- КРАТКОЕ ЗАДАНИЕ 1 -
Ответьте по фрагменту о тюремной камере на следующие вопросы:
(a) В какой цвет были окрашены стены, потолок, стол и табуреты камеры?
(b) Из какого стекла был сделан плафон в потолке?
(c) Что, согласно последнему предложению, происходило с людьми в застенке?
- КРАТКОЕ ЗАДАНИЕ 2 -
Воспроизведите без изменений ту часть фрагмента о тюремной камере, которая открывается словами «Стены камеры, потолок, стол, табуреты» и завершается словами «пришлось быть свидетелем.».

- ИСХОДНЫЙ ТЕКСТ -
Стены камеры, потолок, стол, табуреты были окрашены в голубой цвет. В потолке был плафон из такого же гофрированного стекла, как и оконные стекла. В этой обстановке были элементы какой-то фантастики. Тюремной камере придали такой внешний вид, как если бы то была своеобразная каюта парохода или проходное купе в поезде. Можно было камеру сфотографировать, да еще на цветную пленку под таким углом зрения, что создавалось бы впечатление, будто это светлица или углубление у окна в приделе храма. А была это мучительно неудобная для жилья камера в застенке, где люди сходили с ума, чему мне пришлось быть свидетелем.

- НАБОР ДАННЫХ -
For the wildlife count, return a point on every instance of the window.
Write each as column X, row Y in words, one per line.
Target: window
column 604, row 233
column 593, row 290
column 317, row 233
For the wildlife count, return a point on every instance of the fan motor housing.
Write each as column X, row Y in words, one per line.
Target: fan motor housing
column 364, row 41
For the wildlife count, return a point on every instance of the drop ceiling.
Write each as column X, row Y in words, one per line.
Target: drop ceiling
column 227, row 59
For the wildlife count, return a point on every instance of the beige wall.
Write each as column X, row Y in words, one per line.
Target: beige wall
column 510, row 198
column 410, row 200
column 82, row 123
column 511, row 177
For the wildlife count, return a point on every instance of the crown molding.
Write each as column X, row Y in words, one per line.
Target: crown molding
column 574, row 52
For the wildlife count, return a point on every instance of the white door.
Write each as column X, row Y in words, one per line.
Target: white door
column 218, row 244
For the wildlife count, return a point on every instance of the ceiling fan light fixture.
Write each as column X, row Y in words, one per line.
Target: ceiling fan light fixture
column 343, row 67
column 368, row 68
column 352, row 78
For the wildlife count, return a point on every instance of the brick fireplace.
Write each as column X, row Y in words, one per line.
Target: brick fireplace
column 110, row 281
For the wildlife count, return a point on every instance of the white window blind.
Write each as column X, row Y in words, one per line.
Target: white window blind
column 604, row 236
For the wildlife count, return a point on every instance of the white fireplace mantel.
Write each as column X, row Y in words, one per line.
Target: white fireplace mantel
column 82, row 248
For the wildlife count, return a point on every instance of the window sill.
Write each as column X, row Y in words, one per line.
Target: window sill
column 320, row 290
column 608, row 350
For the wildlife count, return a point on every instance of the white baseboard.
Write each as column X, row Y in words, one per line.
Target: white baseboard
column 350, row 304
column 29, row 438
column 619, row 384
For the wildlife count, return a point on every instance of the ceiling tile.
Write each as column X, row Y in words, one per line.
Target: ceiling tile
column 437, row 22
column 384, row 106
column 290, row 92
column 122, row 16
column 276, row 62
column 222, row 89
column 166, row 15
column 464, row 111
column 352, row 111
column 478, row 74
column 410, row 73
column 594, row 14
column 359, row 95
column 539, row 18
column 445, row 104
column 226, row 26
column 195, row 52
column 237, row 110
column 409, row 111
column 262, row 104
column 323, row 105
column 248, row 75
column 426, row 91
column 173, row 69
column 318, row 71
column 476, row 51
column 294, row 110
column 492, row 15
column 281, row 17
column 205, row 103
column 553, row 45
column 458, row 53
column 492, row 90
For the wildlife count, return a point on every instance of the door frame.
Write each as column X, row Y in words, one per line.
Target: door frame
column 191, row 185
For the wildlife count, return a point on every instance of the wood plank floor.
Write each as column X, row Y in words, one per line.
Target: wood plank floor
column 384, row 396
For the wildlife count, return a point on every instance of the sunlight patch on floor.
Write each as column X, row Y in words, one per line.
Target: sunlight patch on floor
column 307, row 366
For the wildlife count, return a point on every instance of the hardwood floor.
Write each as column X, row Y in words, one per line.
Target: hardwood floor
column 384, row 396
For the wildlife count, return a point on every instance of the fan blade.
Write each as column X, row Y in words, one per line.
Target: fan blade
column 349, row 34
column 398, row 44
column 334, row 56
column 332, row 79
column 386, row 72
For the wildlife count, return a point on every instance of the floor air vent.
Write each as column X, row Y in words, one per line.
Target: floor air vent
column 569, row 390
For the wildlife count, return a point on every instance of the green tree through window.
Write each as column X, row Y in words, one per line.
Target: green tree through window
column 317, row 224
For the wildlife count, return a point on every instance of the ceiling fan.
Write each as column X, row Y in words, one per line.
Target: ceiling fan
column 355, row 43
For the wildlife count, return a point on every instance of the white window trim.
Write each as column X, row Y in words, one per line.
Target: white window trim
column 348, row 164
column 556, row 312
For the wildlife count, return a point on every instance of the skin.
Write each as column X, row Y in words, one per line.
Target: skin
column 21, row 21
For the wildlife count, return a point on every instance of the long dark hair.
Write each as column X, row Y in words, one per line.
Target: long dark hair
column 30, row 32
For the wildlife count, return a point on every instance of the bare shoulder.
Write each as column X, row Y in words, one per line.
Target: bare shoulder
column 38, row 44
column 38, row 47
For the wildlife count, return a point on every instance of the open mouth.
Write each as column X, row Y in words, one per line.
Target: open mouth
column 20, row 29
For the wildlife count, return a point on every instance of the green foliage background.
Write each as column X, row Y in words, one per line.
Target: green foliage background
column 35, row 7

* * *

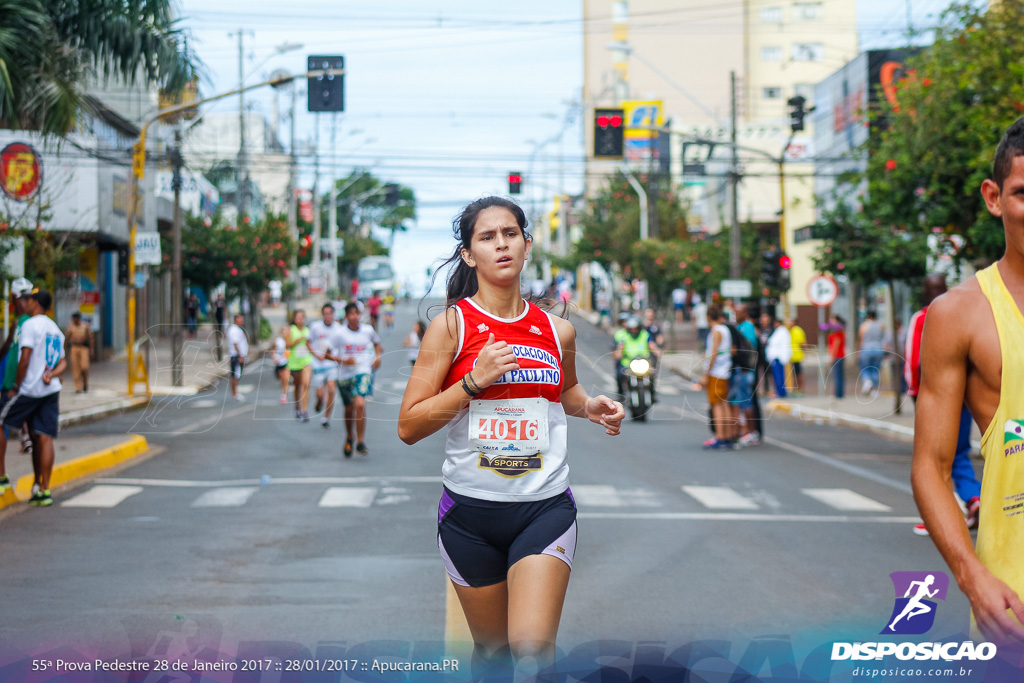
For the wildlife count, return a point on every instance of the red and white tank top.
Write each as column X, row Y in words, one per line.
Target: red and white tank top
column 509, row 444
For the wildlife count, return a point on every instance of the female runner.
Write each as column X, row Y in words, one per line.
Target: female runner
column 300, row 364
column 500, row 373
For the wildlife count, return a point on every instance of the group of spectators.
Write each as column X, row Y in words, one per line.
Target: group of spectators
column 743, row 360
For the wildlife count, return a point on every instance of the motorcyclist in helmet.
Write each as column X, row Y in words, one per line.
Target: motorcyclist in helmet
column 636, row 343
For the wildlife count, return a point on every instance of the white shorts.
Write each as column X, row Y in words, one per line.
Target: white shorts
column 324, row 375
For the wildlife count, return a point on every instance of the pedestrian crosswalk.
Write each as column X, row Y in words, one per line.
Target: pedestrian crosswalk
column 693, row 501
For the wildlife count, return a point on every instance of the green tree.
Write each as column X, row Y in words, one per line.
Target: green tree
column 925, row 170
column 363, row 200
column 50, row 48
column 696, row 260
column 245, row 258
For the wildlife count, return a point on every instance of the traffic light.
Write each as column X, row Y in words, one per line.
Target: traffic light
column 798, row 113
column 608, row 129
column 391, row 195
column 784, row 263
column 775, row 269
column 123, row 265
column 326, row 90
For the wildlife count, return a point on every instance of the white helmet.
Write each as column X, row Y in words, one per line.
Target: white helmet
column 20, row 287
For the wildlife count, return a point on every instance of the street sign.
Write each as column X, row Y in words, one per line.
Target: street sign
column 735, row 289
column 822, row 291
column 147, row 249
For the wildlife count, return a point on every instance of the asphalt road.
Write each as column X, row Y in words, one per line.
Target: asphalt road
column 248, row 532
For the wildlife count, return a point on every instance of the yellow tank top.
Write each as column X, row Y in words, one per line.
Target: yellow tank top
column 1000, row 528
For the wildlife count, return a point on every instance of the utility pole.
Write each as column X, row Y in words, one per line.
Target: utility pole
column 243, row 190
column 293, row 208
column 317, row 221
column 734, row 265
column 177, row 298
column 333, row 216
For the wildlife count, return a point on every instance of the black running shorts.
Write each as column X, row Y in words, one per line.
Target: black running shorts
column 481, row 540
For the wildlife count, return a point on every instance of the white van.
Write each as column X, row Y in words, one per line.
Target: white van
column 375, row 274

- ПРАВИЛЬНЫЙ ОТВЕТ 1 -
(a) В голубой цвет.
(b) Из такого же гофрированного стекла, как и оконные стекла.
(c) Люди сходили с ума.

- ПРАВИЛЬНЫЙ ОТВЕТ 2 -
Стены камеры, потолок, стол, табуреты были окрашены в голубой цвет. В потолке был плафон из такого же гофрированного стекла, как и оконные стекла. В этой обстановке были элементы какой-то фантастики. Тюремной камере придали такой внешний вид, как если бы то была своеобразная каюта парохода или проходное купе в поезде. Можно было камеру сфотографировать, да еще на цветную пленку под таким углом зрения, что создавалось бы впечатление, будто это светлица или углубление у окна в приделе храма. А была это мучительно неудобная для жилья камера в застенке, где люди сходили с ума, чему мне пришлось быть свидетелем.